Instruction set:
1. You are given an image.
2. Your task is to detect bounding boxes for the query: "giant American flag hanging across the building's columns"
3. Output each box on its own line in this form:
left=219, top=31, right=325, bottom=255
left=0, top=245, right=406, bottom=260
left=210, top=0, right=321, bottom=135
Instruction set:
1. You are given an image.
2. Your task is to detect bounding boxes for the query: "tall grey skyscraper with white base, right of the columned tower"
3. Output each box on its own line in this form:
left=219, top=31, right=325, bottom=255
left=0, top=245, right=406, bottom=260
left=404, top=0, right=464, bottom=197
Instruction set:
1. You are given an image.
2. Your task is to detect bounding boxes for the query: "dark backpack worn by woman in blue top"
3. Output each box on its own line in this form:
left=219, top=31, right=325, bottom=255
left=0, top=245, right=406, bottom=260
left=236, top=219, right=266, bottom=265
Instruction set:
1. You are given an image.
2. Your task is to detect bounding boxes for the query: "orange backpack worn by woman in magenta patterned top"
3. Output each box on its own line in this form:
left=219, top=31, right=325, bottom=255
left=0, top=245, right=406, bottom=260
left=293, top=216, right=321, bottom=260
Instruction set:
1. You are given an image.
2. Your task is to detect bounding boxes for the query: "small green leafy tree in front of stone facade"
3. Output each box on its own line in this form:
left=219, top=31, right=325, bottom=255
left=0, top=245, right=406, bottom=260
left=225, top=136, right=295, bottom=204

○ ○ ○ ○ ○

__Task directions__:
Each entry should be written out again exactly, with no word left out.

__Written answer__:
Instruction set:
1. You are given an image.
2. Your task is to detect bounding boxes for the query: "giant American flag hanging across the building's columns"
3. Output each box on its own line in this form:
left=219, top=31, right=325, bottom=255
left=0, top=245, right=406, bottom=260
left=210, top=0, right=321, bottom=135
Instruction set:
1. You are given an image.
2. Your task is to detect bounding boxes for the query: "tall grey skyscraper with white base, right of the columned tower"
3. Output each box on its own line in this form:
left=219, top=31, right=325, bottom=255
left=0, top=245, right=406, bottom=260
left=404, top=0, right=464, bottom=197
Instruction set:
1. You are given an image.
2. Your task is to detect bounding boxes for the query: "dark backpack worn by woman in blue top"
3. Output each box on its own line in this form:
left=219, top=31, right=325, bottom=255
left=0, top=245, right=406, bottom=260
left=236, top=219, right=266, bottom=265
Instruction set:
1. You are given an image.
2. Your task is to detect bounding boxes for the query: "orange backpack worn by woman in magenta patterned top"
3. Output each box on its own line in this form:
left=219, top=31, right=325, bottom=255
left=0, top=245, right=406, bottom=260
left=293, top=216, right=321, bottom=260
Instruction set:
1. You are given an image.
2. Your task is to detect bounding boxes for the query: "small green leafy tree in front of stone facade"
3. Output each box on its own line in this form:
left=219, top=31, right=325, bottom=255
left=0, top=245, right=406, bottom=260
left=225, top=136, right=295, bottom=204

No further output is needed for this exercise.